Rescale the data starting at the line that contains "the blue candle" and ending at the line that contains "xmin=204 ymin=53 xmax=228 ymax=165", giving back every line in full and no others. Multiply each answer coordinate by 2.05 and round it to a whole number with halves going up, leaving every other number unchanged.
────
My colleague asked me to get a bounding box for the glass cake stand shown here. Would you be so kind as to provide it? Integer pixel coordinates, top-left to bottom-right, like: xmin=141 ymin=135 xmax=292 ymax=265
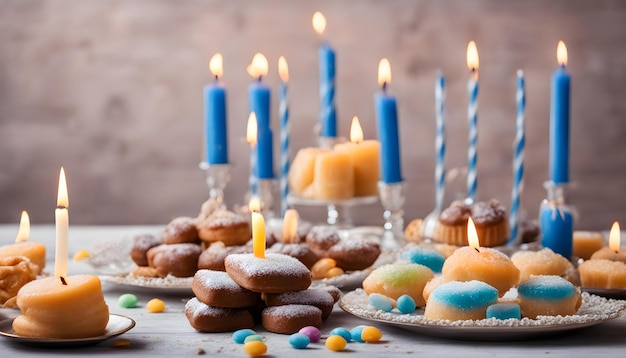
xmin=287 ymin=194 xmax=380 ymax=227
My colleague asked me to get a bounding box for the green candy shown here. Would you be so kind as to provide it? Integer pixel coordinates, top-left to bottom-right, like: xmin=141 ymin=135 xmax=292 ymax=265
xmin=117 ymin=293 xmax=139 ymax=308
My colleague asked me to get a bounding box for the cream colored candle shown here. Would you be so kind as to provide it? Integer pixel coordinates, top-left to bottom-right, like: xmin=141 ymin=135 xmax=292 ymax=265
xmin=54 ymin=167 xmax=70 ymax=277
xmin=441 ymin=217 xmax=520 ymax=296
xmin=313 ymin=151 xmax=354 ymax=200
xmin=335 ymin=116 xmax=380 ymax=196
xmin=0 ymin=211 xmax=46 ymax=274
xmin=252 ymin=212 xmax=265 ymax=259
xmin=591 ymin=221 xmax=626 ymax=263
xmin=13 ymin=275 xmax=109 ymax=338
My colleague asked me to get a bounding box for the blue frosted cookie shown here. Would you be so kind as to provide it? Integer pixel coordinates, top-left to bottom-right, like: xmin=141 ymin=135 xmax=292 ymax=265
xmin=424 ymin=281 xmax=498 ymax=321
xmin=517 ymin=275 xmax=581 ymax=319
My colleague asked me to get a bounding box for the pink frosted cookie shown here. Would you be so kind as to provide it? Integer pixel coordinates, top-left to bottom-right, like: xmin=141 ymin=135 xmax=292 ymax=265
xmin=191 ymin=270 xmax=261 ymax=308
xmin=265 ymin=289 xmax=335 ymax=319
xmin=261 ymin=305 xmax=322 ymax=334
xmin=224 ymin=253 xmax=311 ymax=293
xmin=185 ymin=297 xmax=254 ymax=333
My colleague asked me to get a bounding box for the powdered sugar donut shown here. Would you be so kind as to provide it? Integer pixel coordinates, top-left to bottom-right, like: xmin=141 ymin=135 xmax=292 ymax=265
xmin=224 ymin=253 xmax=311 ymax=293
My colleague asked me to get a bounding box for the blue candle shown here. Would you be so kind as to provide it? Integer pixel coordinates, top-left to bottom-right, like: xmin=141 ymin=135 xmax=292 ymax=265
xmin=313 ymin=12 xmax=337 ymax=137
xmin=550 ymin=41 xmax=570 ymax=184
xmin=248 ymin=53 xmax=274 ymax=179
xmin=204 ymin=53 xmax=228 ymax=165
xmin=375 ymin=58 xmax=402 ymax=184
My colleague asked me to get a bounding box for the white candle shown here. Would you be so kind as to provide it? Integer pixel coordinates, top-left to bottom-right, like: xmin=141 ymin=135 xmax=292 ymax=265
xmin=54 ymin=167 xmax=70 ymax=277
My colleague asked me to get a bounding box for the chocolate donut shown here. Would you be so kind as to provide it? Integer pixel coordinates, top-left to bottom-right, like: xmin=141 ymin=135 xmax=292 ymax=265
xmin=265 ymin=289 xmax=335 ymax=320
xmin=224 ymin=253 xmax=311 ymax=293
xmin=191 ymin=270 xmax=261 ymax=308
xmin=147 ymin=244 xmax=202 ymax=277
xmin=185 ymin=297 xmax=254 ymax=333
xmin=130 ymin=234 xmax=161 ymax=266
xmin=161 ymin=216 xmax=200 ymax=245
xmin=261 ymin=305 xmax=322 ymax=334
────
■ Output for this task
My colleague asked me to get a bounding box for the blue candle shown here. Would you be so kind as to provide it? Integer pixel coordinates, top-left to bottom-right, like: xmin=141 ymin=135 xmax=292 ymax=265
xmin=642 ymin=25 xmax=691 ymax=281
xmin=1128 ymin=84 xmax=1169 ymax=377
xmin=508 ymin=109 xmax=562 ymax=367
xmin=418 ymin=109 xmax=467 ymax=338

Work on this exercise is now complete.